**Work to be completed**
Print every one of the records below verbatim, keeping each line unchanged and in its original order.

[BEGIN Records]

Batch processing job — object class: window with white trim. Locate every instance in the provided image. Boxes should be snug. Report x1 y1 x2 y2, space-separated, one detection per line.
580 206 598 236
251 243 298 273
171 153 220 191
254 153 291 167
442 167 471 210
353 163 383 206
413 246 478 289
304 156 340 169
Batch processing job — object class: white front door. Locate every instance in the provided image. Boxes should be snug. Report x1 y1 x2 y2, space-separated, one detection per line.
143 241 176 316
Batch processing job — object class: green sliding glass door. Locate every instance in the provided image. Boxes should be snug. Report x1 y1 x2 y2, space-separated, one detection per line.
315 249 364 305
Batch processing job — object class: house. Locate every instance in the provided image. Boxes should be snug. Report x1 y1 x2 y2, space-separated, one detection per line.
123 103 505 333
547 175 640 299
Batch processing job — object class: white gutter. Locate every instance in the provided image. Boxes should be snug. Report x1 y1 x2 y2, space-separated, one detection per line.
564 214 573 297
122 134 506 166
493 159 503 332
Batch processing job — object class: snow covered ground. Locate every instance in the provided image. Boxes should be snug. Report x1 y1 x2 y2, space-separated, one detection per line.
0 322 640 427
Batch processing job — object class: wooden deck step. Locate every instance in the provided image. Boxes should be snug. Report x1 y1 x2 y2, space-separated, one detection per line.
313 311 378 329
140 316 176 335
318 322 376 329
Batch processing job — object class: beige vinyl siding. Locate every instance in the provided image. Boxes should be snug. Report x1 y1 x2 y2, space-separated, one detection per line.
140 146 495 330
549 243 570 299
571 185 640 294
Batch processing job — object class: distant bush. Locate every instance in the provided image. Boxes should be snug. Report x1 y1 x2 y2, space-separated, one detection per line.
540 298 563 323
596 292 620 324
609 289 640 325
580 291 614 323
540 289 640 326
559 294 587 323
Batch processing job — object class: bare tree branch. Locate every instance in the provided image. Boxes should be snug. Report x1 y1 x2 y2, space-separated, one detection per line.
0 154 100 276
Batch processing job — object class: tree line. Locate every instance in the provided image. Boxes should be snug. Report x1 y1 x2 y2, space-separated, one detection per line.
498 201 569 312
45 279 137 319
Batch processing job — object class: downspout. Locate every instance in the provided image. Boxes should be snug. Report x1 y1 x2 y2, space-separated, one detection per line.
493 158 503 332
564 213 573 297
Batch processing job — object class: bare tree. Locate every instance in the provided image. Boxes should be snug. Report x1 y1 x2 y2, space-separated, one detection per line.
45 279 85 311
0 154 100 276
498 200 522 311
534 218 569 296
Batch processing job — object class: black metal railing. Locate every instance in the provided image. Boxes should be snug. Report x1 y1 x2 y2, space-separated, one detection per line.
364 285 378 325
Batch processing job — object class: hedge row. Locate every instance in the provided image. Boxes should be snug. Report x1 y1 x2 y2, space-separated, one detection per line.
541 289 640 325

[END Records]

**Final answer**
Batch processing job — object class: window with white trim. Locate every instance in the provided image. Boxes should be snug. Report x1 y1 x2 y2, space-separated, one detection per line.
580 206 598 236
251 243 298 273
171 153 220 191
254 153 291 167
442 167 471 210
353 163 383 206
413 246 478 289
304 156 340 169
Batch processing job — object class: white front door. Locate every instance in the provided image. Boxes should be snug. Report x1 y1 x2 y2, space-separated, one detection per line.
143 241 176 316
Batch processing job — object class: green sliding glass door. Locate every instance in the provided image. Boxes should be snug. Report x1 y1 x2 y2, space-separated, one detection per line.
315 249 364 305
Batch processing job — object class: house. Locate every instance in the provided image. Boxes should be snug. Report x1 y1 x2 y2, space-separated, one detection per line.
123 103 505 333
547 175 640 299
Batch processing job — object class: white gutter. Locate every instance in the provided image. Boxes should be snug. Report x1 y1 x2 y2, space-separated, one detection per line.
564 214 573 297
122 134 506 166
493 159 503 332
Batch processing job — object class: snow covered ground. Locate every instance in the provided image. Boxes should be snug. Report x1 y1 x2 y2, space-separated, one detection per line.
0 322 640 427
Batch processing job — object class: wooden deck step. Locate every instance in the provided image. Boxes should be snug. Report x1 y1 x2 y2, space-separated, one detection per line.
313 311 378 329
140 316 176 335
318 322 376 329
Batch processing job — object class: beige vinyl siding. Locate every instance in the provided image. Boxes should be snug. Report x1 y1 x2 y2, space-separated, one detection per line.
140 146 495 330
549 243 570 299
571 185 640 294
Batch processing job — object class: distant bush. Locate every instance in the provided image. Boxes should be snug. Report x1 y1 x2 y2, space-separated, one detection per line.
540 298 563 323
596 292 620 324
609 289 640 325
580 291 614 323
540 289 640 326
559 294 587 323
Batch processing job — object class: bare tree branch. Locate every instance in the provided image. Boxes should be snug. Report x1 y1 x2 y2, space-separated, one detection per line.
0 154 100 276
Batch processing job — object class: tree line. Locate every instance in the provided image. Boxes should be snug. Report x1 y1 x2 y2, space-separated, one detection per line.
498 201 569 312
45 279 137 319
Batch processing job — object class: downspout. Locate every instance in the provided image. Boxes should be snug. Report x1 y1 x2 y2, space-separated, one detection per line.
493 158 503 332
564 213 573 297
Batch processing job — object class: bare tree. Locate every instance in the provided image. Boxes should be snug. Report x1 y1 x2 y2, space-separated, one detection per line.
45 279 85 311
0 154 100 276
498 200 522 311
534 218 569 296
Batch processing job — object class: black metal railing. Locate every instance in the provided image. Boxes should be snug. Report x1 y1 x2 y2, space-separated, one detection per line.
364 285 378 325
Batch processing job — object class: hedge row. Locate every instance in the provided image. Boxes should be snug. Report x1 y1 x2 y2, space-separated, one detection per line.
541 289 640 325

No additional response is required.